(TRECHO PARA LEITURA):
Nos estudos anteriores sobre Mediunidade
aprendemos que esta faculdade não é um fenômeno restrito de nosso tempo e
cultura, que o intercâmbio com o mundo espiritual sempre ocorreu em todas as
tradições, culturas, civilizações e tribos arcaicas. Por não ser exclusivo a
nenhuma crença religiosa, o Espiritismo nos permite um estudo e uma apreciação
mais clara e pura de como se processam os fenômenos mediúnicos (sobrenaturais).
O objetivo desse
texto é analisar os relatos tradicionais e oficiais da Igreja Católica sobre a
mediunidade dos santos e buscar entender o universo gigantesco do potencial
transcendente da consciência humana.
Na existência dos
grandes heróis da fé, que a Igreja denomina genericamente santos, encontramos
os mais notáveis e maravilhosos testemunhos espirituais da ação inteligente do
Mundo Invisível junto aos seres terrenos. O fato de serem ícones da Igreja
católica não altera nada a fenomenologia que apresentam, apenas se tem uma
interpretação diferente de seus prodígios. As fontes aqui utilizadas são
citações de biógrafos dos santos ou autobiografia destes cujas obras foram
autorizadas pela própria Igreja Católica. Os relatos e fatos citados foram
extraídos de obras chanceladas com o imprimatur e o nihil obstat da Igreja.

(TAREFA PROPOSTA 1): Calcule quantas linhas dos registros abaixo contêm a palavra "yellow", levando em conta maiúsculas e minúsculas, e informe somente o número.

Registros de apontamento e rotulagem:

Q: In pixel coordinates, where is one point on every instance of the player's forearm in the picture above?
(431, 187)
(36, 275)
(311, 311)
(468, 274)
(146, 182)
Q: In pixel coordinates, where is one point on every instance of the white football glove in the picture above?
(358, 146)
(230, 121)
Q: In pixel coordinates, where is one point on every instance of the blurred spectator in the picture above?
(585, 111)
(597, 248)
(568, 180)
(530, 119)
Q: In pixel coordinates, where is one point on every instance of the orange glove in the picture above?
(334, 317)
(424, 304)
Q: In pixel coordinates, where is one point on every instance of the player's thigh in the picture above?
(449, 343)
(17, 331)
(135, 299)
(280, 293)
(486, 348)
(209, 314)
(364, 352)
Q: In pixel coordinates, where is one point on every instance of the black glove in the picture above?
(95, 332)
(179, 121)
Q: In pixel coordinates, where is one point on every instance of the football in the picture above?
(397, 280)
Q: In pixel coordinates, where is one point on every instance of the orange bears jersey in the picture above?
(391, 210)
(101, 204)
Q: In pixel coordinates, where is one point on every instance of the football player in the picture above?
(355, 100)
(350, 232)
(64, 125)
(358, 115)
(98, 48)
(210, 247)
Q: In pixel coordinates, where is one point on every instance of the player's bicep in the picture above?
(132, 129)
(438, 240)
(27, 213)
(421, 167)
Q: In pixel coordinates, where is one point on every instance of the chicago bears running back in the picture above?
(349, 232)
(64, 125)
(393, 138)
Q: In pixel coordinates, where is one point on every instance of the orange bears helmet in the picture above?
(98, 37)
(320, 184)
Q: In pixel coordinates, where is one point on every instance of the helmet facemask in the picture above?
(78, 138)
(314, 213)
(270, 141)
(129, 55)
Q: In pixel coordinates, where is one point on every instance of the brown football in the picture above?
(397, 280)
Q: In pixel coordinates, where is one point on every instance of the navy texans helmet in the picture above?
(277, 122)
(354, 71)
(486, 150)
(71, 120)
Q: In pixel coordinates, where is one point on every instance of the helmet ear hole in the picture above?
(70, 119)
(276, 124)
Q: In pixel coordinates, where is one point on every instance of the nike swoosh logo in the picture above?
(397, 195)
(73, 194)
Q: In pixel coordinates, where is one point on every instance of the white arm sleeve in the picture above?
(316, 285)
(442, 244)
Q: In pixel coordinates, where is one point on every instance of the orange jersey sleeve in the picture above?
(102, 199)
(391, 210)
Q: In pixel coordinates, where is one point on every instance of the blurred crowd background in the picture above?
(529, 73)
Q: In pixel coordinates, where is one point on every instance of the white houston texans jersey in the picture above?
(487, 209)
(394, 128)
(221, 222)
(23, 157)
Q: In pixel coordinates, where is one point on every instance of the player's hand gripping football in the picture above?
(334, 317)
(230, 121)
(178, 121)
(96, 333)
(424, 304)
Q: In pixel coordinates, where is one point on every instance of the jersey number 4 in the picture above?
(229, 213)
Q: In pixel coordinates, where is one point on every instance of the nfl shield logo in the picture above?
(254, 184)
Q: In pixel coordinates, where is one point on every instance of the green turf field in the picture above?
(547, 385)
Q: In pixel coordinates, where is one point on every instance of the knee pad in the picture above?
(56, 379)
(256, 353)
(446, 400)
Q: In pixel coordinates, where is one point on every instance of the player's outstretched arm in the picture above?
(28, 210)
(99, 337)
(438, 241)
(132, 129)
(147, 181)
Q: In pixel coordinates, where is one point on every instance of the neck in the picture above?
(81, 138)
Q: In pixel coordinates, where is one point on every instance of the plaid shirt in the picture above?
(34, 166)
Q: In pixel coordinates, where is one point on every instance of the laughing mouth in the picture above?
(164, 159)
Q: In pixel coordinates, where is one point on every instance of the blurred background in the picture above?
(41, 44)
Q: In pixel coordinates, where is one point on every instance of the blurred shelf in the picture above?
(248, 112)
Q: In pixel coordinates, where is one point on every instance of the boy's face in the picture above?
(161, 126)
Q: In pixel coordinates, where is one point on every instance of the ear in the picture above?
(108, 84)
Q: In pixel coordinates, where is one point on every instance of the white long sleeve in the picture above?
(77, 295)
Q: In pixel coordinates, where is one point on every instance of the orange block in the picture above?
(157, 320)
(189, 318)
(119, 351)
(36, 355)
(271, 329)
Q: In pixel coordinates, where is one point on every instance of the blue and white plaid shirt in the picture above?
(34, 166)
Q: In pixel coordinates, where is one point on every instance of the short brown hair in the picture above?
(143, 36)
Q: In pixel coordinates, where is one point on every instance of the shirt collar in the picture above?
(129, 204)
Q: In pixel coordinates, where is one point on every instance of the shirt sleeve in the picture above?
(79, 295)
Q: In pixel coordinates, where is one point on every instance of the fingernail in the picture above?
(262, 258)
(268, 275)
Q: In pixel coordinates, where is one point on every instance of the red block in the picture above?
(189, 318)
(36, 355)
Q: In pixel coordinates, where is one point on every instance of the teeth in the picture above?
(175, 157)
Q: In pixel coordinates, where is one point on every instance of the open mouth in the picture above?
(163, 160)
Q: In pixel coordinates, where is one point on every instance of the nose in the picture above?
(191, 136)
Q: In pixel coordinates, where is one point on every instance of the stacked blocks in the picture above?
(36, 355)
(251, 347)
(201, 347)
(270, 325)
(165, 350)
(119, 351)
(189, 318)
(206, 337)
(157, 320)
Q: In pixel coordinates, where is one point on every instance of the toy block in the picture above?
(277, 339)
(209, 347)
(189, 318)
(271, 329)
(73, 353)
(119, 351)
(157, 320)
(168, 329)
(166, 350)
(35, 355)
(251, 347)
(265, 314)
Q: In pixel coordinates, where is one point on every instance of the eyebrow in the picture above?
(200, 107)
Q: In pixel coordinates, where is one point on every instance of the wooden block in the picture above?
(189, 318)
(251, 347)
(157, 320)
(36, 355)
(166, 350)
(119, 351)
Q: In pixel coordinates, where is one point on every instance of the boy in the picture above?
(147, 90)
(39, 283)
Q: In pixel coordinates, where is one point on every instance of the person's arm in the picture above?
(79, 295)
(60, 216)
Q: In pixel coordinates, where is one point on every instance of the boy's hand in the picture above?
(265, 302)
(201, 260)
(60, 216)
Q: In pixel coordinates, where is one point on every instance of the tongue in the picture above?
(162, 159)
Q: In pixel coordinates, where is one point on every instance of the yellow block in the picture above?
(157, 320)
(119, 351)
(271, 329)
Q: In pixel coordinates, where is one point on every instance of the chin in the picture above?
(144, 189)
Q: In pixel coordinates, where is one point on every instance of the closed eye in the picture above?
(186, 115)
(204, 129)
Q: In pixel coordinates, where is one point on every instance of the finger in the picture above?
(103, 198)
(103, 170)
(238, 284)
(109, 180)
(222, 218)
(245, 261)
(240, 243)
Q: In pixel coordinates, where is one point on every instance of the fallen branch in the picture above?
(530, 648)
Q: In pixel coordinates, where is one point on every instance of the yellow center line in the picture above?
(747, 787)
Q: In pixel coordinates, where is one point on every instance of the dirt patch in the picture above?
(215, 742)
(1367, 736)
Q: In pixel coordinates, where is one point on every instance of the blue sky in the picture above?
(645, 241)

(TAREFA PROPOSTA 2): Estenda o texto sobre a mediunidade dos santos, apresentado acima, continuando a partir da última frase mostrada.

(RESPOSTA REDIGIDA 1): 2

(RESPOSTA REDIGIDA 2):
1. MEDIUNIDADE NO CATOLICISMO
Dentre as várias personalidades, destacam-se:
- SANTA TERESA D’ÁVILA
A clarividência (faculdade de ver os espíritos) na vida de Santa Teresa
de Jesus, a grande mística de Ávila, é por ela mesma atestada no magnífico
volume de sua autobiografia, precioso conjunto de depoimentos mediúnicos que
confirmam a veracidade e a lógica da interpretação espírita dos fenômenos
psíquicos, tão abundantes na vida dos grandes santos quanto na missão dos
verdadeiros médiuns.
As aparições de Cristo na vida da
grande mística de Ávila são inúmeras. No capítulo VII de sua Vida, fala das
graves irregularidades morais dos conventos espanhóis: “Usa-se tão pouco o caminho da verdadeira religião que o frade ou a
freira que começam a seguir deveras os seus chamados, mais devem temer os
companheiros de casa do que a todos os demônios... Não sei de que nos
espantamos vendo que há tantos males na Igreja; pois aqueles que deveriam ser
os exemplos de quem todos tirassem virtudes, só fazem manchar os esforços dos
Santos, passados nas lides da religião.” E refere-se a determinadas visitas
que compareciam aos conventos e que a Santa não cuidava serem moralmente
perigosas: “Estando eu com uma pessoa
pouco tempo depois de conhecê-la, quis o Senhor dar-me a entender que não me
convinham aquelas amizades, avisar-me e dar-me luz em cegueira tão grande.
Apareceu-me Cristo com grande rigor, dando-me a entender quanto aquilo Lhe
pesava. Vi-O com os olhos da alma, mais claramente do que O poderia ver com os
olhos do corpo e ficou aquilo tão bem impresso em mim que agora, passados vinte
e seis anos, ainda me parece que O tenho presente...Fez-me muito mal o fato de
não saber que era possível ver sem os olhos do corpo; e o demônio, que me
ajudou nesse engano, fez-me entender que era coisa impossível; que eu o havia
imaginado; que só poderia ser obra diabólica e outras coisas dessa espécie.
Contudo, sempre me ficava a ideia de que fora obra de Deus e que não era ilusão”.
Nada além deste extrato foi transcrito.